■ Directions ■
Write out every line of the material below again, requests included, and offset both numbers of each coordinate pair in the answers by -100. Leave the pictures out.

[Data items]
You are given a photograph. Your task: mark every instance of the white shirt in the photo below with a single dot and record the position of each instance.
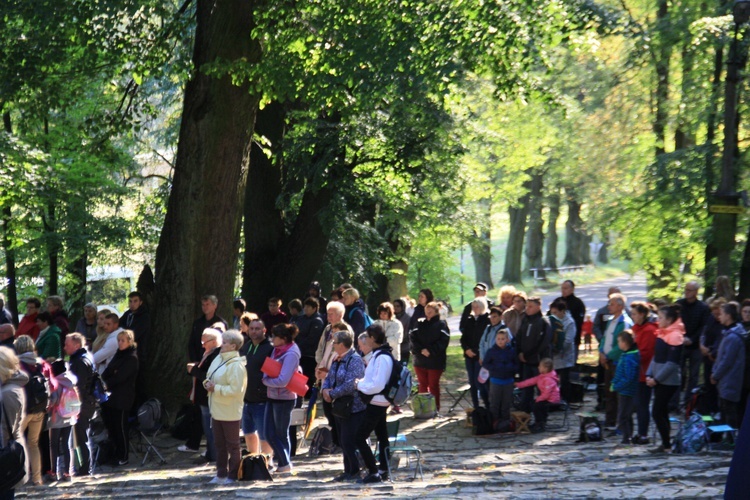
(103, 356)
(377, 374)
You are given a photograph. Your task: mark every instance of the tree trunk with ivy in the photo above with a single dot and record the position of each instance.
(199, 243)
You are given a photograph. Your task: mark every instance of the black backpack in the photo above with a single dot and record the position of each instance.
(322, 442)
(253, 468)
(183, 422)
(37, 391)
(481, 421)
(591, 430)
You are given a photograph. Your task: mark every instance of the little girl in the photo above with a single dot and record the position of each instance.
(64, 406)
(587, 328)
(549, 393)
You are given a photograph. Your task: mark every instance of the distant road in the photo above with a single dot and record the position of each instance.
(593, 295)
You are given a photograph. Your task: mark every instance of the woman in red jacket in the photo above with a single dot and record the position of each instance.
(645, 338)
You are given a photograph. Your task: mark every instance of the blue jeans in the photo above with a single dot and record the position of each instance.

■ Written answer ■
You are given a photograph. Your task: mark every instance of the white shirt in the photo below with a single dot and record the position of each instance.
(3, 256)
(277, 274)
You are given a photograph. Your task: mark every instance of the tree trunk with ivy in the photo above with a single dot and record the position of each instance.
(99, 143)
You are given a photograph. Your task: mark every instance of the black backpack in the photo above with a single dot and record the position of each instance.
(222, 342)
(153, 368)
(83, 322)
(-63, 291)
(381, 321)
(491, 330)
You are given a photograph. Your task: mark every instance of the little girl in the photo above with a single dot and record the position of each instance.
(-36, 306)
(487, 228)
(449, 293)
You are given a photograph. Your task: mark every instance of the distant road in the photo above with a single dot and record the position of each instance.
(493, 195)
You are given a photograph. Your task: mark every instance of the woman in red jacket in the photo above with a single dot and record the position of each instance.
(545, 238)
You are given a photograph. Your task: mark every instance of the blue jeans in the photo above with a single dot and record the position of each instance.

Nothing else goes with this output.